* [Série de tâches]
A. Dans le texte sur la transition énergétique, quelles sources d'énergie ont été mises sur le marché sans jamais se remplacer l'une l'autre ?
B. Reprenez le texte sur la transition énergétique à partir de sa dernière phrase et poursuivez-le.

* [Segment du document]
Enfin, nous savons que ce que certains appellent “transition ordonnée” est moins une transition qu’une reproduction de l’ordre existant. Historiquement, il n’y a jamais eu de transition énergétique, mais plutôt une accumulation d’activités extractives et de ressources exploitées qui ne sont pas remplacées, mais qui s’ajoutent les unes aux autres : d’abord le charbon, puis le pétrole, et maintenant l’énergie éolienne et solaire ont été mis sur le marché sans jamais se remplacer l’un l’autre, encouragés par des modèles similaires de violence, de spéculation, d’accumulation de capital et de consommation. Nous savons que ce sont les mêmes entreprises de l’industrie fossile qui tentent aujourd’hui de redorer leur blason en finançant des parcs éoliens, alors même qu’elles ouvrent des puits de fracturation et étendent leurs oléoducs ailleurs. Nous savons que les investissements de transition développent de nouvelles activités extractives avec des modes de fonctionnement tout aussi dangereux et agressifs : de la Casamance et Covas de Barroso au Magdalena moyen, les communautés et les écosystèmes sont confrontés à des mines de métaux rares, à la refonctionnalisation des infrastructures pour exploiter l’hydrogène et à la dépossession engendrée par les mégaparcs industriels. Nous savons que les mesures d’atténuation fondées sur le marché, telles que les crédits carbone, ne font qu’accroître la privatisation des biens communs et la marchandisation de la nature. Nous savons que le vrai débat porte sur la propriété du crédit et que la vraie transition sera la transition écologique et économique, plurielle, communautaire et juste.

(Données de localisation par point et par instance)
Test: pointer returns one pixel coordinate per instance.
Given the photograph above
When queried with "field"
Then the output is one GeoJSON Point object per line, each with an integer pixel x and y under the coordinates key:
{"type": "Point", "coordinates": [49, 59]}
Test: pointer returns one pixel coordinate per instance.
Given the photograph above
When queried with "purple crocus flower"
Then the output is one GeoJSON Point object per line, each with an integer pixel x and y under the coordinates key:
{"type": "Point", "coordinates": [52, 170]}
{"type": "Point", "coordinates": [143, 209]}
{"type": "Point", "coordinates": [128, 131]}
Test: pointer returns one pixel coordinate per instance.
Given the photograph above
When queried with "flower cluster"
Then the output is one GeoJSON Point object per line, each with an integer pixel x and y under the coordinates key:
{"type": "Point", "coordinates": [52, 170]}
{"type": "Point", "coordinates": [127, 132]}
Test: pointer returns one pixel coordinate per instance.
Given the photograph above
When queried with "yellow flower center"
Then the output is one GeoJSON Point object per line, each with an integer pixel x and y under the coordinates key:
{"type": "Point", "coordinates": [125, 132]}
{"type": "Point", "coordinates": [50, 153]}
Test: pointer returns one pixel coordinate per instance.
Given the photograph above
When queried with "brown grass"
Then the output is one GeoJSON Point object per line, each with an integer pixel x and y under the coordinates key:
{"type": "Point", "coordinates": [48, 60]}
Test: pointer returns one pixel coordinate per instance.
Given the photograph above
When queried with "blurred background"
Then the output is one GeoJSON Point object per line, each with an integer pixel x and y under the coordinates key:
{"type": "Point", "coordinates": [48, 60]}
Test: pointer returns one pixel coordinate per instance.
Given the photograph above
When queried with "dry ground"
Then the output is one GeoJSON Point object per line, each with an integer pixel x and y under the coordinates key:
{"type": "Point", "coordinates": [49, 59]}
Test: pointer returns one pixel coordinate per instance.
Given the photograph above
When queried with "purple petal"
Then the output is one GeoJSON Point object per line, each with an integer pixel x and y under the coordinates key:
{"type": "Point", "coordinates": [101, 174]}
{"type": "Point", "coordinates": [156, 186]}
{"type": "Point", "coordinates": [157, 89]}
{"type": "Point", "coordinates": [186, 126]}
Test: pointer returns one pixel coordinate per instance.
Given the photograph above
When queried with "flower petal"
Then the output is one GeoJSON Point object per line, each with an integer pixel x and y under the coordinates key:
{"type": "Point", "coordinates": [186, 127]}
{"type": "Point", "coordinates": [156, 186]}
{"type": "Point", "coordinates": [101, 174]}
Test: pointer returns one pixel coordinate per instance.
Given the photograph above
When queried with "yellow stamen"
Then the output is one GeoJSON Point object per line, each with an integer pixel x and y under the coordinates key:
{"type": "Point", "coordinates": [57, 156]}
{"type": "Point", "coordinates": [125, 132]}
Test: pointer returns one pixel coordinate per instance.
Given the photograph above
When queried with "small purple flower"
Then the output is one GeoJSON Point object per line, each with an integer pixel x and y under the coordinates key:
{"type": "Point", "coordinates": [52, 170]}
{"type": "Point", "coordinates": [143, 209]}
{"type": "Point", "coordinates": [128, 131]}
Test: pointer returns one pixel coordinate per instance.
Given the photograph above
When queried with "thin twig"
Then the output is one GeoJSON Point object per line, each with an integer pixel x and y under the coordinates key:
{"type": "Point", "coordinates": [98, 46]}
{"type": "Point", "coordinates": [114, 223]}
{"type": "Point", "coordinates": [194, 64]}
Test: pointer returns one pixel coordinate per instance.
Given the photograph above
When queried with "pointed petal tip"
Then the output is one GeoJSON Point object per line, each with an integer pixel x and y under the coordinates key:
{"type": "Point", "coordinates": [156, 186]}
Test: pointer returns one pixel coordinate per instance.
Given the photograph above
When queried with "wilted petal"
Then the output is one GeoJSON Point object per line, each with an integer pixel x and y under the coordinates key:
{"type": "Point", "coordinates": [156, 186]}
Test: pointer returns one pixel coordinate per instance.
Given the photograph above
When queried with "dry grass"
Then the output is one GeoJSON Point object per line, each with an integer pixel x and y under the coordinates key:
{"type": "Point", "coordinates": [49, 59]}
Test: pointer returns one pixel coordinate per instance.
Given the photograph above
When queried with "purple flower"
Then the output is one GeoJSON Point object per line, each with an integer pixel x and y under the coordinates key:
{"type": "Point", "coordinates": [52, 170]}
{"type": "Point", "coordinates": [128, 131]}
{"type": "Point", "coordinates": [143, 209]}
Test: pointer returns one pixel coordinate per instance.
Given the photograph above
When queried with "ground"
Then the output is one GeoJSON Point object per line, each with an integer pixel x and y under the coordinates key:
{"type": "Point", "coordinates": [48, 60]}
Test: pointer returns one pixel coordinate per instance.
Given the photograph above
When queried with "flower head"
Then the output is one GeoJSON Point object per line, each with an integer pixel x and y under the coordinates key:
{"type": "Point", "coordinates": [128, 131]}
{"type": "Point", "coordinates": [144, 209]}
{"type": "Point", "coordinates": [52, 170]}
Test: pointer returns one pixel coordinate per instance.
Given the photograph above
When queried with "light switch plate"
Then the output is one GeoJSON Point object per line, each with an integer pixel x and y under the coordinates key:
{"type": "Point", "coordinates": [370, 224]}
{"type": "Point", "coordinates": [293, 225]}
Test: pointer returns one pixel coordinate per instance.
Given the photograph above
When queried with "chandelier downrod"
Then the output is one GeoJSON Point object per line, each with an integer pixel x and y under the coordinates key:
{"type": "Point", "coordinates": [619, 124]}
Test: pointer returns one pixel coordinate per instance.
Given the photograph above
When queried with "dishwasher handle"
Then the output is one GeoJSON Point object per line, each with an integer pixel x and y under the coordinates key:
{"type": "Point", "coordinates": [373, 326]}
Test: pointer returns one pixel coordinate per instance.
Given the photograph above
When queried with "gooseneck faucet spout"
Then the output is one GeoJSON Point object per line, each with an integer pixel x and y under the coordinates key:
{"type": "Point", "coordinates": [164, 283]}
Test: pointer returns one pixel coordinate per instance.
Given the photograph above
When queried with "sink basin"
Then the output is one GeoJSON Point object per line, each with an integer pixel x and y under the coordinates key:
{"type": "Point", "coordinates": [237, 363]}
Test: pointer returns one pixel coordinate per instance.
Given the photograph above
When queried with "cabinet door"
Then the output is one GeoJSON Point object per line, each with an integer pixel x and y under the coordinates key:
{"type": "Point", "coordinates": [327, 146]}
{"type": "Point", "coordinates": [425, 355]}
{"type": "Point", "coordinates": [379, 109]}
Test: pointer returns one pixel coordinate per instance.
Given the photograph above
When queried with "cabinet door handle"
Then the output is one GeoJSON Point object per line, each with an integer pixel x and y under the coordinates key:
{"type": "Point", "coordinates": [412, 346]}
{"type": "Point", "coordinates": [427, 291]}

* [Réponses rédigées]
A. Le charbon, puis le pétrole, et maintenant l'énergie éolienne et solaire.

B.
Parce que nous savons que tout ce que nous voyons et ressentons pourrait aussi être autrement. Il y a quelques décennies, la finance était au moins en grande partie publique, il y avait des mécanismes de contrôle et des limites aux flux de capitaux, et une souveraineté sur la politique monétaire et la destination des investissements. Aujourd’hui, les contrôles n’existent que sur nos vies, dans la militarisation et l’administration de nos territoires, et les réglementations ne sont formulées qu’en termes de stabilité financière, c’est-à-dire en termes de maintien de la stabilité de l’accumulation et de la concentration du capital transnational. Les États, quant à eux, sont cooptés ou assujettis par des traités et des réglementations qui imposent des ajustements structurels et conditionnent la possibilité de concevoir d’autres types de politiques publiques. Et les institutions internationales et les forums intergouvernementaux au sommet de la pyramide du capitalisme transnational se cachent derrière des technicités et des comités d’experts pour maintenir la volonté politique de continuer à reproduire ce système néocolonial. Nous savons que ces institutions doivent être dénoncées, mises sous pression, contrôlées, réinventées, démantelées et que le changement ne peut venir que de l’organisation de nos mouvements. Nous savons que nous ne sommes pas seuls. Nous savons que pour rester ce que nous sommes, nous devons nous entourer et apprendre à nous connaître.